Task details >> Restate the data that follows exactly as it stands, beginning with the first line and ending with the line that contains "# for each instance of the cyclist's arm, put".

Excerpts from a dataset
____
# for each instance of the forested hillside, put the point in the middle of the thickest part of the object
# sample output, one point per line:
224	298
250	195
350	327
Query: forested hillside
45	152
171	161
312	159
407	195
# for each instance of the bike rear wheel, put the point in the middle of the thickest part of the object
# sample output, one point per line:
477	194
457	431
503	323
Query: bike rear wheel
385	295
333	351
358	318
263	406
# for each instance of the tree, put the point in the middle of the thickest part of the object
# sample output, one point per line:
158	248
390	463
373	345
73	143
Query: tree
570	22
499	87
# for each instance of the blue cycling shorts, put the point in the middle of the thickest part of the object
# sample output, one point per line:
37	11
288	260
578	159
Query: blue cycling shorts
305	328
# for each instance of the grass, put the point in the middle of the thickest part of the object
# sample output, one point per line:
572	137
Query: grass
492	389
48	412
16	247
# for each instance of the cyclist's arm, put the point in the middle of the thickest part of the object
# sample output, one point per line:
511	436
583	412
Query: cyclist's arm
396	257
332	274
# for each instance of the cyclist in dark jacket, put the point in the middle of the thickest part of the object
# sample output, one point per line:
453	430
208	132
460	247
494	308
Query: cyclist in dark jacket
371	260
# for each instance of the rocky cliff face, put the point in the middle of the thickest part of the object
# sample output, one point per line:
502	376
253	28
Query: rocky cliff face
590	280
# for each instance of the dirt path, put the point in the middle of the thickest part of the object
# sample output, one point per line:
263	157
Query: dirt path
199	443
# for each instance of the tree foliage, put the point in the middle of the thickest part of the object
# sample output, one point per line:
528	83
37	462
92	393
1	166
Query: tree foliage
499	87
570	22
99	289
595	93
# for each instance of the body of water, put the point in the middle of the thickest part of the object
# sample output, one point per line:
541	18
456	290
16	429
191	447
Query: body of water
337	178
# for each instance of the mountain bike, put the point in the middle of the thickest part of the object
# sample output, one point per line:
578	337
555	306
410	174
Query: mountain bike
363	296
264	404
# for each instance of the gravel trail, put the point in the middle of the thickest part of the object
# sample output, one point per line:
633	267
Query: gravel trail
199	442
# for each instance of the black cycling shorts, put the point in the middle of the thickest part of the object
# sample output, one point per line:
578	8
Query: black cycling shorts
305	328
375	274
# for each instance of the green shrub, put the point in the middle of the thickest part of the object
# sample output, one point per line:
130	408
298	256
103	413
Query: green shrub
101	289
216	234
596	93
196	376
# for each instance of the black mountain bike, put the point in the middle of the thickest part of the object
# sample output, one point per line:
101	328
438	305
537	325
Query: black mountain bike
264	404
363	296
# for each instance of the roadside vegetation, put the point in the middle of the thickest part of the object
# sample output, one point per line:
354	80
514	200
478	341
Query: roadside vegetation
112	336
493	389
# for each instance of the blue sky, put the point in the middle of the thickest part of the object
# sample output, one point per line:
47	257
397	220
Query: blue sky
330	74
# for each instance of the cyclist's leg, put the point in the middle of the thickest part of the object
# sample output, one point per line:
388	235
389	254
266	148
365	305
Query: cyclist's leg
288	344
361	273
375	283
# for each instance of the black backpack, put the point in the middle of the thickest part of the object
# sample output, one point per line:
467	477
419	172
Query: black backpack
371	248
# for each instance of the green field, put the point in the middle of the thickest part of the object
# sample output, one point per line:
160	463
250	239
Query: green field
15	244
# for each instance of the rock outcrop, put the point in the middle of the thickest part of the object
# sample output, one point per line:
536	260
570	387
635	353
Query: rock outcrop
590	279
____
Written solution >>
# for each instance of the forested hillside, put the point in the middle of the thickest part of the object
# sample output, one point per line:
224	298
250	195
350	327
Query: forested hillside
45	152
171	161
312	159
407	195
# for each instance of the bike rear wheel, put the point in the middle of the thickest part of the object
# sample output, one point per line:
477	194
457	431
503	323
Query: bike rear wheel
385	295
333	351
358	318
263	406
# for each instance of the tree, put the point in the middle of the thickest part of the object
# sample output, one point per line:
158	248
390	463
373	345
73	143
Query: tree
570	22
499	87
# for each instance of the blue cycling shorts, put the point in the middle of the thickest part of the object
# sample output, one point per line:
37	11
288	260
578	159
Query: blue cycling shorts
305	328
# for each instance of the grass, put the point in the middle of the thickest part of the object
# sample output, one point per line:
572	137
Query: grass
492	389
48	412
16	247
# for each instance of the cyclist's arm, put the point in the middle of the thickest part of the object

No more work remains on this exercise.